> **Document excerpt**
========================

After all, he was one of Webb's primary sources for the Dark Alliance-CIA Drug series. Let's remind ourselves of this fact, Webb based his reputation and career on much of what Rickey told him. If Ricky Ross was a "good enough" source for Gary Webb, meticulous researcher that he was, then he should be a good "enough source" for us. So I ask you, reader: "Why would Ricky Ross all of a sudden turn into an unreliable source NOW?"
At any rate, here's an excerpt from a recent Kevin Booth interview by Alex Jones. It's based on a telephone conversation between Kevin Booth, a documentary film maker who's working on a film about the drug war, and "Freeway'" Rickey Ross who is serving time in prison for drug dealing and related crimes. It centers on Ross' comments after learning about Gary Webb's alleged "suicide". In the recorded phone conversation, Freeway Rickey corroborates what Luis Gomez tells us: Gary was working on a project. Additionally, we learn via Rickey that Gary had told him that he was receiving death threats and harassment from government types.

========================

> **Supplied records**
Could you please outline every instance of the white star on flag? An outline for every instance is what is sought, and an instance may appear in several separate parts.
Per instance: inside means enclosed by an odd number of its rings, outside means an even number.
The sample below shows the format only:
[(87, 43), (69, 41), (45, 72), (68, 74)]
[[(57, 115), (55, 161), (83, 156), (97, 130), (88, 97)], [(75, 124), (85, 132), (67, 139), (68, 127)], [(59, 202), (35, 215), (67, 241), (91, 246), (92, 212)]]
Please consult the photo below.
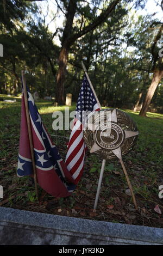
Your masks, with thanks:
[(42, 121), (41, 121), (41, 118), (40, 115), (39, 115), (39, 114), (37, 113), (37, 115), (38, 115), (38, 119), (36, 120), (36, 122), (41, 123)]
[(52, 156), (50, 155), (50, 150), (48, 152), (47, 154), (49, 158), (52, 157)]
[(20, 160), (18, 160), (18, 163), (17, 163), (17, 169), (20, 169), (21, 170), (24, 170), (22, 166), (26, 163), (21, 163)]
[(43, 132), (42, 132), (42, 139), (46, 139), (46, 138), (43, 136)]
[(29, 93), (29, 92), (28, 92), (28, 95), (29, 95), (29, 98), (28, 98), (28, 100), (29, 101), (32, 101), (32, 103), (33, 103), (33, 105), (34, 106), (35, 105), (35, 102), (34, 101), (32, 95), (31, 94), (31, 93)]
[(47, 162), (47, 160), (46, 160), (45, 159), (44, 159), (43, 158), (43, 155), (42, 155), (42, 156), (39, 156), (38, 154), (37, 154), (37, 156), (39, 157), (39, 159), (37, 159), (37, 161), (39, 161), (39, 162), (41, 162), (41, 164), (43, 166), (43, 164), (45, 162)]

========================

> **What this exercise asks**
[1] Name each person mentioned in the excerpt about Ricky Ross and Gary Webb.
[2] Carry the excerpt about Ricky Ross and Gary Webb forward, picking up right after its last sentence.

> **Solved problems**
[1] Gary Webb; Ricky Ross (also written Rickey Ross, "Freeway" Rickey Ross); Kevin Booth; Alex Jones; Luis Gomez

[2]
Here's a segment from Alex Jones' interview of Kevin Booth:
KB: Right, it was all these cartels. So, like you said, he (Freeway Ricky Ross) was in the Victorville prison, right above Los Angeles there and the last time he spoke to Gary, which wasn't that long ago, he told me that Gary was still working on the story. This was the kind of thing that Gary was never going to give up on because Gary felt like he could just keep going with this forever and uncover more and more people and exposing more names. But he (Ricky Ross) did tell me that Gary knew he was being followed. Every time he drove somewhere, there were always cars following him around. He said he knew it was government people.
The entire transcript and audio of the conversation between Ross and Booth is available here.
Doesn't it make you wonder where the hell are Gary's papers and research documents, evidence, etc.? I've heard nothing about them from the mainstream stenographers have you? Sam Smith is wondering too. He's a "Scoop" reporter who wrote: Sam Smith, The Gary Webb Case, full text here.
One clue still to come: did Webb leave his files with anyone he trusted or have they disappeared? It would have been highly unusual if he had left them for law enforcement officials to find, especially with the threat they might pose to sources. In any case, somebody's got them now.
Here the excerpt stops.